• _Reading text_
# How do you pass those employment assesment tests for low skilled jobs?



## Lia of Wednesday

*.*

.


----------



## Shameful

Can you post the questions for one? I'd like to see what they could ask.


----------



## Shameful

Interesting. A lot of these annoy because I can see reasons why both answers would be good choices. I would wonder if these questions were given different correct answers depending on the job, but then I think, they use these tests to save time and money so they probably have the same scoring no matter what the job.

1. I want to be the boss.
*If you agree that's good because you're ambitious but it also means you may resent taking orders*
2. I need opportunities to advance in the company.
*If you agree, it looks like dedication to the company, but if they don't have opportunities to advance then it looks like you'll quit when you find something better*
3. I am driven to obtain the highest position in the organization.
*This you should agree with*
4. I prefer problems that require a lot of thought.
*Agree with this*
5. It is important that my job involves thinking about complex problems.
*This should depend on the job*
6. I like work assignments where the solution is difficult to find.
*Agree with this*
7. It is best to withhold unpopular opinions.
*I'm inclined to say agree, but it could also mean withholding good ideas for the company, I'd say agree but the disagree with the one below it*
8. I avoid expressing my opinions if my boss might disagree.
*Highly disagree with this*
9. I will agree with my boss to prevent a confrontation.
*Highly disagree with this*
10. Focusing on small issues is unproductive.
*Slightly disagree, you don't want them to think you'll hold things up for minor issues but you don't want them to think you'll ignore the small things*
11. I do not obsess over every detail.
12. It is not worth obsessing over every detail.
13. It is frustrating when companies change existing work procedures.
14. Coworkers would say I prefer the old way of doing things.
*Highly disagree, change is important*
15. I generally dislike it when company policies change.
16. I prefer familiar tasks to new tasks.
17. I need to know what tasks I will be doing each day.
18. I prefer to work on familiar work tasks.
*Highly disagree*
19. I set my work aside to assist coworkers with their work.
*Hard one to answer, since this gives no indication about the importance/priority of each task, but generally companies look to have coworkers that get along and help each other*
20. People should take away from their work to assist their coworkers.
21. I dislike taking time away from my work to assist coworkers.
22. People have said that I should pursue a career in the arts.
23. I am very skilled in the arts.
24. I am happiest expressing myself through the arts.
25. I sometimes start projects that I have difficulty finishing.
26. Some employees care too much about finishing tasks ahead of schedule.
27. Taking frequent breaks from your work helps keep you refreshed and productive.
28. People can tell when I am stressed.
*Highly disagree, you should be able to fake your mood at work to keep things looking happy*
29. No one can see when I am in a bad mood.
30. My coworkers know when I am frustrated at work.
31. I am the first to notice when coworkers are unhappy.
32. People are easy to understand.

• _Given data_

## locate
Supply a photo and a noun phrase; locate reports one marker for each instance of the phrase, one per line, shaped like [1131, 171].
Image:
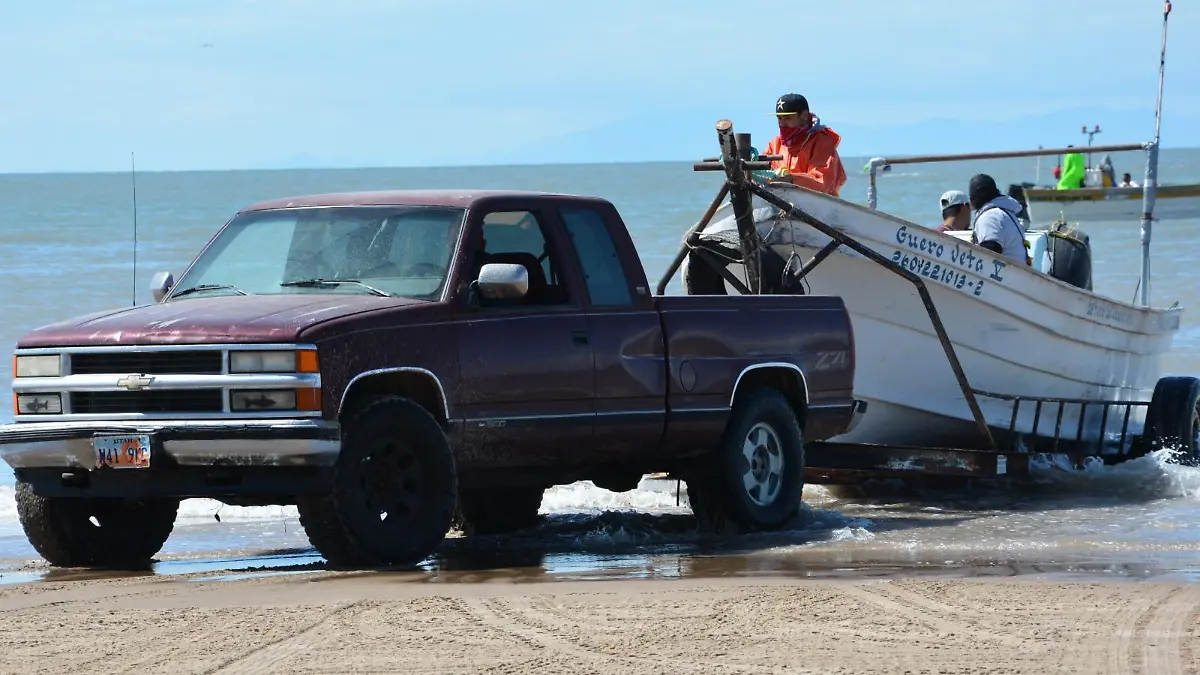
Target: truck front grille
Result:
[199, 362]
[168, 400]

• _Direction A_
In the thread on employment assessment tests, what response does the poster recommend for the statement "People can tell when I am stressed."?
• _Direction B_
Retype the part of the thread on employment assessment tests that opens with the words containing "23. I am very" and closes with "easy to understand.".
• _Direction C_
Extend the thread on employment assessment tests by continuing it from the last line shown.
The data is not needed here.

• _Final result A_
Highly disagree, since you should be able to fake your mood at work to keep things looking happy.

• _Final result B_
23. I am very skilled in the arts.
24. I am happiest expressing myself through the arts.
25. I sometimes start projects that I have difficulty finishing.
26. Some employees care too much about finishing tasks ahead of schedule.
27. Taking frequent breaks from your work helps keep you refreshed and productive.
28. People can tell when I am stressed.
*Highly disagree, you should be able to fake your mood at work to keep things looking happy*
29. No one can see when I am in a bad mood.
30. My coworkers know when I am frustrated at work.
31. I am the first to notice when coworkers are unhappy.
32. People are easy to understand.

• _Final result C_
33. I know how coworkers are feeling.
34. I let others know of my success.
35. I seek work that will get me noticed.
36. My successes should be rewarded.
37. It is sometimes difficult to stay positive in uncertain times.
38. I am sometimes surprised when things go without a problem.
39. I notice the negative aspects of my job.
40. People should down at work.
41. People who work quickly make a lot of mistakes.
42. People get too stressed when they try to work fast.
43. I trust data more than my instincts.
44. It is best to avoid making decisions based on intuition.
*highly agree, always follow the rules and logic*
45. I feel uncomfortable making decisions based on my intuition.
46. I stop thinking about a decision once I make it.
47. I often think about previous conversations I've had at work.
48. There is no point in worrying about past decisions.
49. You have to risk money to make money.
50. I avoid taking risks.
51. I have taken risks when the odds were against me.
52. Friendships are unimportant at work.
*highly disagree*
53. I do not expect to form friendships at work.
54. Most projects should be completed as group work.
55. I accomplish more if I work in a group.
*highly agree, again companies want team players*
56. An employee who fears being fired will work hard.
*Here it looks like they're evaluating your potential to move up in the company, if you became a manager what type of manager would you be. Disagree with things like this that say you want employees to be afraid, but agree with disciplining employees because managers do have to make tough decisions*
57. Poor performance indicates that an employee needs to be disciplined.
58. Good managers discipline employees who do poor work.
59. I have been annoyed by a coworker before.
*agree because they'll assume you're lying if you disagree.*
60. I never make mistakes at work.
*same*
61. I seek out projects where I can be in charge of others.
62. Coworkers would say that I am aggressive about trying to advance my career.
63. I prefer a position that has a status.
64. I prefer a position that has power.
*still evaluating management potential, agree but not too much *
65. Trying to solve problems without clear solutions is fun.
66. I dislike problems without clear solutions.
67. Simple tasks are the most enjoyable.
68. I enjoy simple assignments at work.
69. I avoid disagreeing with coworkers.
70. I avoid making unpopular decisions.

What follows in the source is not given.